> **Task instructions**:
The entries below must be restated word for word.

--- Dataset excerpts Enclosed Below ---

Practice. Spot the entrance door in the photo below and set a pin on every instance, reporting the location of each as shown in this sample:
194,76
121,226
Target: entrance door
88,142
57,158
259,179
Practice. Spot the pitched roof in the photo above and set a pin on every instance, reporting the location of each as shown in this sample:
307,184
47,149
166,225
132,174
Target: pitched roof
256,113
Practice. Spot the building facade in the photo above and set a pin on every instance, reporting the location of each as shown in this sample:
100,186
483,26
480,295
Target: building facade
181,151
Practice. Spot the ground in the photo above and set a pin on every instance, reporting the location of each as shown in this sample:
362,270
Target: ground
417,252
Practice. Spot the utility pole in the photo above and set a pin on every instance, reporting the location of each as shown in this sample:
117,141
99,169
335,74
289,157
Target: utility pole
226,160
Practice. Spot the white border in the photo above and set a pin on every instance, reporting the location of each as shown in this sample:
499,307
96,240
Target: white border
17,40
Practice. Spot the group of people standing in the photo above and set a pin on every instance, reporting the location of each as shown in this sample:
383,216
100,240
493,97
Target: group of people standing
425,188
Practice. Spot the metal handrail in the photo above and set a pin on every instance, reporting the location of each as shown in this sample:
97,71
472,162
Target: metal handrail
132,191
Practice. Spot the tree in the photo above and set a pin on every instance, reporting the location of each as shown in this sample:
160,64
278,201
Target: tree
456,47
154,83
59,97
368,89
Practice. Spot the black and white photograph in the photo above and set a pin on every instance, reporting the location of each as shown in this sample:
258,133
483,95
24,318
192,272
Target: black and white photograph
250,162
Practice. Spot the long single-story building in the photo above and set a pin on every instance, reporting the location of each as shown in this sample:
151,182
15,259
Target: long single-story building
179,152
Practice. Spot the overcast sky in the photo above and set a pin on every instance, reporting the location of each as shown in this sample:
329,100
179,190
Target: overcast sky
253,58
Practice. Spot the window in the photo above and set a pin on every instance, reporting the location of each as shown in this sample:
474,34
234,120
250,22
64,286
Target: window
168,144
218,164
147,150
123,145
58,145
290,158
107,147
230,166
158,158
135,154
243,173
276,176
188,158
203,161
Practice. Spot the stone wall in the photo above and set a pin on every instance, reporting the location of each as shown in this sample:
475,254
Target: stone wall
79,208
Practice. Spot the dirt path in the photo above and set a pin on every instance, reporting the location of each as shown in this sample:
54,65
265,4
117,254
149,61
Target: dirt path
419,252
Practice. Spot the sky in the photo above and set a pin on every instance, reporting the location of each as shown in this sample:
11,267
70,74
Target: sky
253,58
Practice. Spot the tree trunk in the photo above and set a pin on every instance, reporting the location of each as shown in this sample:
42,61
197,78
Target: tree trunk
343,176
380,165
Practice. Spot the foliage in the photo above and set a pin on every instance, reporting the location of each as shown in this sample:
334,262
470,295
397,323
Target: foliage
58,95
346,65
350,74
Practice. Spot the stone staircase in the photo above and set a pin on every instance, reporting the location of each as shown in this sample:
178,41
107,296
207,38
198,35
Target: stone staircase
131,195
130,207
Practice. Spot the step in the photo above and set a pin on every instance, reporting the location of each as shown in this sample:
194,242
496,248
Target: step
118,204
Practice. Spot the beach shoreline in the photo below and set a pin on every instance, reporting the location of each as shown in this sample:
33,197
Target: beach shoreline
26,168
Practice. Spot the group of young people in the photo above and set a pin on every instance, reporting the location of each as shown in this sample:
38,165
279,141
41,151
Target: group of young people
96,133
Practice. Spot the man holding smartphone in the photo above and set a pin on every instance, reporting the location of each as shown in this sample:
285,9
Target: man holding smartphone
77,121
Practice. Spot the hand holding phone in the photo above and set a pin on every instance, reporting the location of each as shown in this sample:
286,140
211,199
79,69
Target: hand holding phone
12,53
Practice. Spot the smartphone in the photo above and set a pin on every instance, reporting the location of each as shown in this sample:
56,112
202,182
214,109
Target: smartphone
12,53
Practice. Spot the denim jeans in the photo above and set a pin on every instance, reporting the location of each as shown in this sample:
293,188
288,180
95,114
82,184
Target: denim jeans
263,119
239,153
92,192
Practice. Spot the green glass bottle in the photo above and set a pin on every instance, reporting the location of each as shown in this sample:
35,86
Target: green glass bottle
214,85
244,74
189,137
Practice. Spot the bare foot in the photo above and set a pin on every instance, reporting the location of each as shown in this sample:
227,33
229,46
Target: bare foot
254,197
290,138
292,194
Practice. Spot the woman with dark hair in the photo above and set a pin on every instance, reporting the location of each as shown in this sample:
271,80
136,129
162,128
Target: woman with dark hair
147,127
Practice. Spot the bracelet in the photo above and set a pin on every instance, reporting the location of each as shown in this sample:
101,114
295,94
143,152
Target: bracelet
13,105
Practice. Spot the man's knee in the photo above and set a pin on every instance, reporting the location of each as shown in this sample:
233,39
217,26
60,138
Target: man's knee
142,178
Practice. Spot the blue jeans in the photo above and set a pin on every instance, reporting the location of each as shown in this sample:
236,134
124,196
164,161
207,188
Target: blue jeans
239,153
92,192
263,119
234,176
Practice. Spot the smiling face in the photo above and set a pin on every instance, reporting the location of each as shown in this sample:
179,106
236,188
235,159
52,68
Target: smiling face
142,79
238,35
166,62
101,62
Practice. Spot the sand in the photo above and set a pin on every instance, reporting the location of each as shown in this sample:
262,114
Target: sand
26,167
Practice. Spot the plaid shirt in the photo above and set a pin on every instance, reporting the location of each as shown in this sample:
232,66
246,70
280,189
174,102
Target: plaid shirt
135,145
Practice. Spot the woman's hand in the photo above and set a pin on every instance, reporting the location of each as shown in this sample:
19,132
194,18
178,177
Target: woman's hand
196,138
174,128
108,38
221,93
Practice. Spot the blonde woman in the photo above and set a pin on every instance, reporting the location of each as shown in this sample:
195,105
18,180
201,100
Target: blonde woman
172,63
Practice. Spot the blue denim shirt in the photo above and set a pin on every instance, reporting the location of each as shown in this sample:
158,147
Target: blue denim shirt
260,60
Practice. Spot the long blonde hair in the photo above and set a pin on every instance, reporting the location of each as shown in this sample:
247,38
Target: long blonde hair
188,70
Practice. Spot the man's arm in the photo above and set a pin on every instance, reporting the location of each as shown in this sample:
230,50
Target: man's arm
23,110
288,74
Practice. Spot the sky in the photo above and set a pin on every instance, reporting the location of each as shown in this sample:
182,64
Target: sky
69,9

--- End of Enclosed Dataset excerpts ---

> **Your response**:
Practice. Spot the entrance door in the photo below and set a pin on every instance, reporting the location of each as shown in this sample:
194,76
121,226
Target: entrance door
88,142
57,158
259,179
Practice. Spot the pitched roof in the photo above and set a pin on every instance, reporting the location of each as shown in this sample:
307,184
47,149
166,225
132,174
Target: pitched roof
256,113
Practice. Spot the building facade in the photo above and set a pin on every instance, reporting the location of each as shown in this sample:
100,186
483,26
480,295
Target: building facade
181,151
Practice. Spot the ground in the photo above and set a pin on every instance, reporting the location of each as shown in this sample:
362,270
Target: ground
417,252
Practice. Spot the utility pole in the photo above and set a pin on every instance, reporting the location of each as shown in this sample:
117,141
99,169
335,74
289,157
Target: utility pole
226,160
Practice. Spot the white border in the photo above and set a pin on every instance, reporting the location of each as shown in this sample:
499,307
96,240
Target: white border
17,40
Practice. Spot the group of people standing in the photo above and set a pin on every instance, reporting the location of each as shown in this sample:
383,216
100,240
493,97
Target: group of people standing
425,188
Practice. Spot the metal handrail in the photo above and set a pin on every instance, reporting the location of each as shown in this sample:
97,71
472,162
Target: metal handrail
132,191
Practice. Spot the tree in the photo above and set a pin on every instance, reporting the location of each as shown in this sample:
160,64
278,201
Target: tree
456,47
154,83
59,97
368,89
Practice. Spot the black and white photograph in the photo above and set a pin on every instance, reporting the location of each as shown in this sample:
258,133
483,95
24,318
192,272
Target: black and white photograph
250,162
Practice. Spot the long single-story building in the photo above and set a pin on every instance, reporting the location of each as shown in this sample:
151,182
15,259
Target: long single-story building
179,152
Practice. Spot the overcast sky in the photo above and set a pin on every instance, reporting the location of each as shown in this sample:
329,100
179,190
Target: overcast sky
253,58
Practice. Spot the window in the photo above and set a pin on every instance, reporting the location of each as shown in this sample:
474,34
234,120
250,22
64,286
Target: window
168,144
218,164
147,150
123,145
58,145
290,158
107,147
230,166
158,158
135,154
243,173
276,176
188,158
203,161
Practice. Spot the stone wall in the photo above and set a pin on every instance, reporting the location of each as shown in this sample:
475,254
Target: stone wall
79,208
Practice. Spot the dirt path in the photo above and set a pin on every instance, reporting the location of each as shown in this sample:
54,65
265,4
117,254
149,61
Target: dirt path
419,252
Practice. Spot the sky in the photo above and set a pin on every instance, reporting the location of each as shown in this sample:
11,267
70,74
Target: sky
253,58
Practice. Spot the tree trunk in the photo above and set a pin on every instance, reporting the location of each as shown in this sample:
42,61
197,78
Target: tree trunk
343,176
380,165
Practice. Spot the foliage in the photo above and set a pin on every instance, reporting the location of each as shown in this sample:
334,262
470,295
397,323
Target: foliage
58,95
346,65
350,74
Practice. Spot the stone staircase in the photo above and set a pin on every instance, reporting the location of each as shown in this sample:
178,41
107,296
207,38
198,35
Target: stone staircase
131,195
130,207
Practice. Spot the step in the photo above and set a pin on every instance, reporting the location of each as shown in this sample:
194,242
496,248
Target: step
118,204
Practice. Spot the beach shoreline in the photo below and set a pin on every instance, reporting the location of each as shown in this sample:
33,197
Target: beach shoreline
26,168
Practice. Spot the group of young people in the photo above and set a pin on every instance, reporting the location of each as shown in this sample:
38,165
279,141
41,151
Target: group of young people
96,133
Practice. Spot the man holding smartphone in the photo above and set a pin on every instance, reporting the location of each as shown in this sample:
285,9
Target: man holding smartphone
77,121
Practice. Spot the hand holding phone in the photo above and set a pin on every instance, reporting the location of each as shown in this sample:
286,140
211,199
79,69
Target: hand holding phone
12,53
Practice. Spot the smartphone in the photo above and set a pin on every instance, reporting the location of each as shown in this sample:
56,112
202,182
214,109
Target: smartphone
12,53
Practice. Spot the denim jeans in the photo above and set a pin on every instance, reporting the location of each as shown in this sample:
293,188
288,180
95,114
82,184
Target: denim jeans
263,119
239,153
92,192
Practice. Spot the green glass bottle in the photo above and set a pin on every instance, reporting the location of each as shown in this sample:
35,86
Target: green glass bottle
214,85
244,74
189,137
Practice. Spot the bare foot in the photo above and set a pin on every instance, reporting the location of each as shown in this sample:
227,33
229,46
Target: bare foot
254,197
290,138
292,194
Practice. Spot the woman with dark hair in the photo above and set a pin on every instance, reporting the location of each as shown in this sample:
271,80
136,129
162,128
Target: woman with dark hair
147,127
Practice. Spot the bracelet in the photo above and set a pin on every instance, reporting the location of each as shown in this sample:
101,114
295,94
143,152
Target: bracelet
13,105
Practice. Spot the man's knee in the photo above and set a pin on every instance, reporting the location of each as shown in this sample:
233,39
217,26
60,138
Target: man's knee
142,178
Practice. Spot the blue jeans in the photo above and set a pin on every instance, reporting the location of each as shown in this sample:
236,134
124,196
164,161
207,188
Target: blue jeans
239,153
92,192
263,119
234,176
Practice. Spot the smiling face in the photo above and set a pin on every instance, reporting the location of each as shown in this sample:
179,106
236,188
235,159
52,68
Target: smiling face
142,79
238,35
166,62
101,62
Practice. Spot the sand in the photo above and set a pin on every instance, reporting the location of each as shown in this sample:
262,114
Target: sand
26,167
Practice. Spot the plaid shirt in the photo above and set a pin on every instance, reporting the location of each as shown in this sample:
232,66
246,70
280,189
174,102
Target: plaid shirt
135,145
Practice. Spot the woman's hand in the photo above and set a pin on every instance, reporting the location of each as shown in this sample:
19,132
194,18
178,177
Target: woman's hand
196,138
174,128
108,38
221,93
Practice. Spot the blonde woman in the photo above and set a pin on every instance, reporting the location of each as shown in this sample:
195,105
18,180
201,100
Target: blonde woman
172,63
Practice. Spot the blue denim shirt in the photo above and set a pin on every instance, reporting the location of each as shown in this sample:
158,147
Target: blue denim shirt
260,60
Practice. Spot the long blonde hair in the photo above and set a pin on every instance, reporting the location of each as shown in this sample:
247,38
Target: long blonde hair
188,70
Practice. Spot the man's arm in the photo above and set a pin on every instance, reporting the location of each as shown in this sample:
230,50
Target: man's arm
23,110
288,74
Practice. Spot the sky in the photo above and set a pin on every instance, reporting the location of each as shown in this sample:
182,64
Target: sky
69,9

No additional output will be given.